§ **DATA ROWS**:
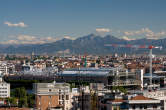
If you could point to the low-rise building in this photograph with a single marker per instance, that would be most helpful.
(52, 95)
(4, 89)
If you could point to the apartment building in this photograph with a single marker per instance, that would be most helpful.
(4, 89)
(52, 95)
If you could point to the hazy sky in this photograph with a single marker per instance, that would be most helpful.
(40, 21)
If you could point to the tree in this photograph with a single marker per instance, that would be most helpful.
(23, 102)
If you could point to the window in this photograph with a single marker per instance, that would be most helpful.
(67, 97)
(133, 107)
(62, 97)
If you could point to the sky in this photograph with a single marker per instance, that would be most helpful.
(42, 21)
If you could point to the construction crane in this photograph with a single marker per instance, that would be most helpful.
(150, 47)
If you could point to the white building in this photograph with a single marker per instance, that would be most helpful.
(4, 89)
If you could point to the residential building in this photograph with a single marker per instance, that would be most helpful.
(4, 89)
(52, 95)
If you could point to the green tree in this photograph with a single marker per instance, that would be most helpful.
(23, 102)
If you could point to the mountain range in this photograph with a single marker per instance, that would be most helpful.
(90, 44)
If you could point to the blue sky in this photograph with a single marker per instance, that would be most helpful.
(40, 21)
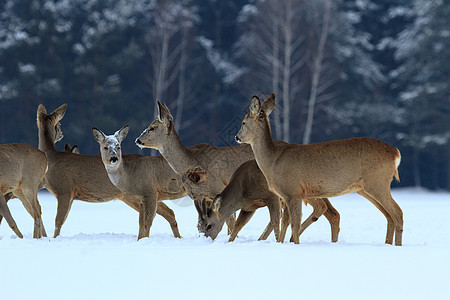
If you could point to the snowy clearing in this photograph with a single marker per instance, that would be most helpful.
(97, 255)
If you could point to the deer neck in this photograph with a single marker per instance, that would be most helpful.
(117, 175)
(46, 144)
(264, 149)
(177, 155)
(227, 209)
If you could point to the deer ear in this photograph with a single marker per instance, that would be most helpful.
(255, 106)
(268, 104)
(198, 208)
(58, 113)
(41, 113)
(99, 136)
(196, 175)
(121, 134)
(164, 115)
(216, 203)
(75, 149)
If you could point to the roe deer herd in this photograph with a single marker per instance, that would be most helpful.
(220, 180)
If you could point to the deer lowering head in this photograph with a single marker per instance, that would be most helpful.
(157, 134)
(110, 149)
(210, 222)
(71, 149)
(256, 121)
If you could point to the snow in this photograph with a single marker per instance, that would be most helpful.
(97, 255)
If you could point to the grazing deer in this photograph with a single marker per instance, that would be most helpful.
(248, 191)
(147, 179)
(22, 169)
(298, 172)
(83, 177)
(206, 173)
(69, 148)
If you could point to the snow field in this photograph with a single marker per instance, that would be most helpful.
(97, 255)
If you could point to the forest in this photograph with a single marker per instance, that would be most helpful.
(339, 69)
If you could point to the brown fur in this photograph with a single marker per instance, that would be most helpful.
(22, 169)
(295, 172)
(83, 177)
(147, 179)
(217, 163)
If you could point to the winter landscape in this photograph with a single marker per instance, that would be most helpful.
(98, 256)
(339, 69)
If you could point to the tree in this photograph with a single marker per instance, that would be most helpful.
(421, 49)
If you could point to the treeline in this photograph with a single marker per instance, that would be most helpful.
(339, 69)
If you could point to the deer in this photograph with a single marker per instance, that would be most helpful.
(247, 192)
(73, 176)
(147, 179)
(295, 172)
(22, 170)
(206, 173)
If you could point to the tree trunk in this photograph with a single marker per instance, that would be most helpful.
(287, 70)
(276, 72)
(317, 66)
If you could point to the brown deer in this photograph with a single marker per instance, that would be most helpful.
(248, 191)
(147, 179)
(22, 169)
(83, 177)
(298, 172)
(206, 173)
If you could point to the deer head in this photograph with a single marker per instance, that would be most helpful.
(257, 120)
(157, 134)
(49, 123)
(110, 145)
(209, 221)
==
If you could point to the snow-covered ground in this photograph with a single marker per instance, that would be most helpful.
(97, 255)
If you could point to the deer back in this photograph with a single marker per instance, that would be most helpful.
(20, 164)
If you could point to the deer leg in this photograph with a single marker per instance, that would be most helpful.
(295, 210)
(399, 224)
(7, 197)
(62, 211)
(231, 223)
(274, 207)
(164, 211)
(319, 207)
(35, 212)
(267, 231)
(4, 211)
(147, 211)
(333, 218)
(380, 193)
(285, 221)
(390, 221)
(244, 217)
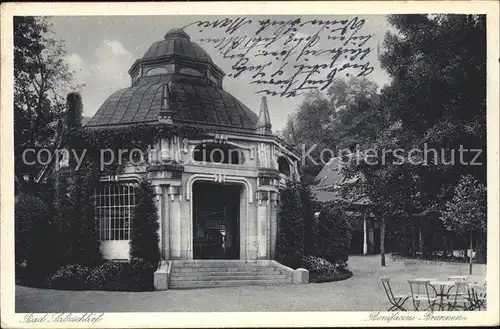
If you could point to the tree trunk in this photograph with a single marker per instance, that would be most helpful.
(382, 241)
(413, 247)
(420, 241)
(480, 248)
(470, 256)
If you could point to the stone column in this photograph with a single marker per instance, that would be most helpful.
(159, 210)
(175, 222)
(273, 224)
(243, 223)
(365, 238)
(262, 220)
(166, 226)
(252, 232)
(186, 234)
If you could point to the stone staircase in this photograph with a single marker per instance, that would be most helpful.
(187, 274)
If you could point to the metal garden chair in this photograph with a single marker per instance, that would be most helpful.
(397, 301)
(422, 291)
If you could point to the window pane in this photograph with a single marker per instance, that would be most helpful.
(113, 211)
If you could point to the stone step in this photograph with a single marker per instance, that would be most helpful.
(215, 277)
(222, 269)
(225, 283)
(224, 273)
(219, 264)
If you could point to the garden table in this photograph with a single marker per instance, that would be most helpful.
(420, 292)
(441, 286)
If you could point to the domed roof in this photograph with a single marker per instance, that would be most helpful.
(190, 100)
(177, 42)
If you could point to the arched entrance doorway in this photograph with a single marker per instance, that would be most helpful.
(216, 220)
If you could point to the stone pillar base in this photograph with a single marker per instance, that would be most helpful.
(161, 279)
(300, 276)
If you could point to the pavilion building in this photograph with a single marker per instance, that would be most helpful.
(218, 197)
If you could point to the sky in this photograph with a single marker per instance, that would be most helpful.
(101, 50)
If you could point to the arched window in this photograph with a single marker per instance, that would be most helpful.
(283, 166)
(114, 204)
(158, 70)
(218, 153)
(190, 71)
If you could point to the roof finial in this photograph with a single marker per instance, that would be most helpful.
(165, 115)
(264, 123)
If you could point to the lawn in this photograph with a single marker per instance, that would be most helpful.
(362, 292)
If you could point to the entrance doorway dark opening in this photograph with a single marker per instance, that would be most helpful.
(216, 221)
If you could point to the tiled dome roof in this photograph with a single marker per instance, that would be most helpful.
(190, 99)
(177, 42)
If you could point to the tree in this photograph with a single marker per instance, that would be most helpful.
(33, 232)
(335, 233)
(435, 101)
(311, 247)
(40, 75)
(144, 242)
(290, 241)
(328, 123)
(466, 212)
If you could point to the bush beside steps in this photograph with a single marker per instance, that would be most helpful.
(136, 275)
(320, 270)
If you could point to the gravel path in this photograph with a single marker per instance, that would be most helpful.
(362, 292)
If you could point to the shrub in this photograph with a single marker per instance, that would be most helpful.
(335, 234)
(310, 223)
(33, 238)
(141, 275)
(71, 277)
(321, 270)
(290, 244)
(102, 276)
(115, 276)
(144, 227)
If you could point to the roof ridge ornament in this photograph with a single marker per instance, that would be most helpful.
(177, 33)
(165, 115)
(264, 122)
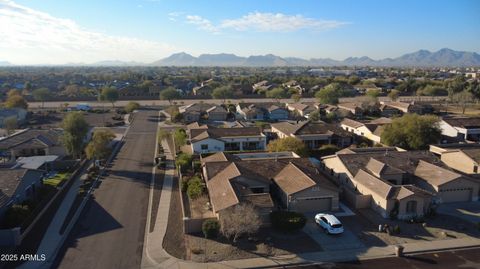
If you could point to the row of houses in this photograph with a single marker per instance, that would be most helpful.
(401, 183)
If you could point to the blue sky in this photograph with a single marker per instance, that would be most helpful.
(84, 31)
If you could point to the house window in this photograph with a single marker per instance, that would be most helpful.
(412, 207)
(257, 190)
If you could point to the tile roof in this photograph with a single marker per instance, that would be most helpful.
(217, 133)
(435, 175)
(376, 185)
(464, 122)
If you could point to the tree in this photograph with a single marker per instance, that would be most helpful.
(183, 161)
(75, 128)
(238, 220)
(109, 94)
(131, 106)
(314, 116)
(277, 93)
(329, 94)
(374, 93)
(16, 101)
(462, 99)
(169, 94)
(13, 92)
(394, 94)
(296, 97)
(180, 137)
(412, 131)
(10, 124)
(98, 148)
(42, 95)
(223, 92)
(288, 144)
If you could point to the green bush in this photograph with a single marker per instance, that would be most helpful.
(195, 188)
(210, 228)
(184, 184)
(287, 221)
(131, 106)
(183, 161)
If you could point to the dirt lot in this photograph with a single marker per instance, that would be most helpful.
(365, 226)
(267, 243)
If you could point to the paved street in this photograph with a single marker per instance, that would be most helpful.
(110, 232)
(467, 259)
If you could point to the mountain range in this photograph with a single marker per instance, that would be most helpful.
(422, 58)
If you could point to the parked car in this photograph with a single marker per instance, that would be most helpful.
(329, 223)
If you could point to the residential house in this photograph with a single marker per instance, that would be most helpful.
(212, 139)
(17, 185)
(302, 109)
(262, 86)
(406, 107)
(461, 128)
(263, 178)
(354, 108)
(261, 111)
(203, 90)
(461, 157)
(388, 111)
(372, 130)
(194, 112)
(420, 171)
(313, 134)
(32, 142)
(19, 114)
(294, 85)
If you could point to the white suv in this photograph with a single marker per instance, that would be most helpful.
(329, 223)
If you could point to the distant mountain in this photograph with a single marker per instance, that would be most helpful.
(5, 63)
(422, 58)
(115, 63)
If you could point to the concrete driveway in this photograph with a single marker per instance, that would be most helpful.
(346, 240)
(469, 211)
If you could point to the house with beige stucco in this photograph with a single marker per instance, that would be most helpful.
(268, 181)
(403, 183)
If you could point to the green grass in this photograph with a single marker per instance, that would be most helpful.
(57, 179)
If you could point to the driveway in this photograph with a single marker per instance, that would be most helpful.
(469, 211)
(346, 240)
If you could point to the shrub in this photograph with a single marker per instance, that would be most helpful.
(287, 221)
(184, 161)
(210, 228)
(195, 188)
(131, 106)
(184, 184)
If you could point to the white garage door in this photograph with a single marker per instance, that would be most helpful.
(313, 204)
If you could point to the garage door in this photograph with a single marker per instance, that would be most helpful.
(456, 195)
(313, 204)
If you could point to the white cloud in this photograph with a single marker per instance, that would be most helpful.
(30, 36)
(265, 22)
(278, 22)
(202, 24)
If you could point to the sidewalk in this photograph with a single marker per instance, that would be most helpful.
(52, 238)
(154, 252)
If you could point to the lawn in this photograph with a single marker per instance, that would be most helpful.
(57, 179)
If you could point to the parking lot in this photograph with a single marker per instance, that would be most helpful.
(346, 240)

§ **WHAT NEEDS TO BE DONE**: Count the lines above that contain the word "brown", matching case, and reply with the number alone.

§ **EXERCISE RESPONSE**: 2